■ Testo fornito ■
3. La Chiesa Sposa nel pensiero di Sant’Efrem
Essendo le opere e i poemi di Efrem – per usare un nome che il grande Henri de Lubac attribuiva alle sue opere – «scritti d’occasione», non è facile annoverarle in una visione sistematica. Nondimeno, si può effettuare la ricostruzione del pensiero di Efrem riguardo alla Chiesa sposa a partire da un centro implicito presente in tutti i suoi scritti: Il disegno salvifico di Dio in Cristo, ossia la storia della salvezza dispiegata lungo l’Antico e il Nuovo Testamento, e che prosegue nella storia della Chiesa. Di questa economia della salvezza guarderemo alcuni momenti salienti che riassumono e condensano la visione di Efrem: la creazione, l’alleanza adamitica, l’alleanza del Sinai, l’Incarnazione, l’Epifania, e il Mistero pasquale.
3.1. La creazione e l’alleanza per le nozze: «Così ti sposerà il tuo Creatore»
Dio crea l’umanità per un solo motivo: per sposarla. Siamo creati per diventare la Sposa. La creazione del mondo è per le Nozze. E le numerose riletture dell’Antico e del Nuovo Testamento trovano il loro centro focale e interpretativo nel paradigma nuziale. La creatura esiste per stare di fronte a Dio non come schiava ma come sposa.
È importante tener presente che per la mentalità semitica, è molto più facile il passaggio dal singolare al plurale. Adam, Adamo non è soltanto il protogenitore dell’umanità, ma è tutta l’umanità: è letteralmente il «terrestre», tirato fuori dalla terra Adama1. È singolare e plurale allo stesso tempo. Inoltre, egli è ogni uomo: Adamo è mio nonno, mio padre e sono io. Il riferimento ad Adamo quindi diventa attuale e personale per ognuno e per tutti.
Scrive Efrem parlando del giardino dell’Eden:
«Nel giardino era pronta / una bella stanza nuziale, / ma il basilisco la buttò all’aria»2.
La storia simbolico-reale di Adamo ed Eva è inquadrata in un cammino verso la stanza nuziale dell’unione con Dio. L’uomo tradisce questo disegno, e la storia della salvezza diventa un susseguirsi di tentativi da parte di Dio per ricucire questo strappo iniziale, per riportare l’umanità sposa sui binari del suo destino. Il cuore dell’uomo caduto dalla fedeltà continua a essere irrequieto in cerca dell’Amato perduto tra gli alberi dell’Eden. La sposa innocente del Cantico dei cantici in cerca del suo amato perduto è paradigma di tutta l’umanità che, persa la sua innocenza, non perde però l’immagine che brama lo Sposo tradito. Pur avendo perso l’abito della somiglianza nuziale, l’umanità non perde l’immagine del cuore nuziale.

■ Compiti assegnati ■
1 – Traduci in inglese questa frase del testo su Sant’Efrem: "Dio crea l’umanità per un solo motivo: per sposarla."
2 – Rispondi a queste domande sul testo su Sant’Efrem:
(a) A chi risale il nome «scritti d’occasione» dato alle opere di Efrem?
(b) Da che cosa è tirato fuori Adamo, il «terrestre»?
(c) Nei versi di Efrem sul giardino dell’Eden, chi butta all’aria la stanza nuziale?
3 – Ricopia dal testo su Sant’Efrem il brano che comincia con "La storia simbolico-reale" e va avanti fino a "del cuore nuziale.".
I record non c'entrano niente con questo lavoro.

■ Materiale allegato ■
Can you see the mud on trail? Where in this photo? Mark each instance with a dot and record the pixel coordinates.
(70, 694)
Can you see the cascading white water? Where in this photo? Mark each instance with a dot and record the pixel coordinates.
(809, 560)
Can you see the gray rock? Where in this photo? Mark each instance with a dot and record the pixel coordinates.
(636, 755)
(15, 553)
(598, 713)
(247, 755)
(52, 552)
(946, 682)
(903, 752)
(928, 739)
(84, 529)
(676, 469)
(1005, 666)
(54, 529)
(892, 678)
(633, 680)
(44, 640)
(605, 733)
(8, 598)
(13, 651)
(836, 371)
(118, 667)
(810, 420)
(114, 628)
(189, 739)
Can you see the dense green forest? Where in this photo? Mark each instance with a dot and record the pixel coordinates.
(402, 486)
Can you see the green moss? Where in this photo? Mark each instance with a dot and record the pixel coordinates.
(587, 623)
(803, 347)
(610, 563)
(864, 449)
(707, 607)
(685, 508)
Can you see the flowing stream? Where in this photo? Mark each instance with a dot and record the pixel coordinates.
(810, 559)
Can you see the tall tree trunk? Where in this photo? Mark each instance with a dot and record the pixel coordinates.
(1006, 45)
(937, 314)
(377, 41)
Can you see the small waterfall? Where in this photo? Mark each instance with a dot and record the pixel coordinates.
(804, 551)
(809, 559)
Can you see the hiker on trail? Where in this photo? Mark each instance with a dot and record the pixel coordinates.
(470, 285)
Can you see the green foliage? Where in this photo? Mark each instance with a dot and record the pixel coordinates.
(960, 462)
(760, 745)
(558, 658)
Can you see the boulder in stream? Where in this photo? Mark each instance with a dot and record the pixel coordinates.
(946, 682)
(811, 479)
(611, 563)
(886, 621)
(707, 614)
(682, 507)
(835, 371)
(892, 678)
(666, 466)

■ Soluzioni complete ■
1 – God creates humanity for one reason only: to marry it.

2 –
(a) A Henri de Lubac.
(b) Dalla terra.
(c) Il basilisco.

3 –
La storia simbolico-reale di Adamo ed Eva è inquadrata in un cammino verso la stanza nuziale dell’unione con Dio. L’uomo tradisce questo disegno, e la storia della salvezza diventa un susseguirsi di tentativi da parte di Dio per ricucire questo strappo iniziale, per riportare l’umanità sposa sui binari del suo destino. Il cuore dell’uomo caduto dalla fedeltà continua a essere irrequieto in cerca dell’Amato perduto tra gli alberi dell’Eden. La sposa innocente del Cantico dei cantici in cerca del suo amato perduto è paradigma di tutta l’umanità che, persa la sua innocenza, non perde però l’immagine che brama lo Sposo tradito. Pur avendo perso l’abito della somiglianza nuziale, l’umanità non perde l’immagine del cuore nuziale.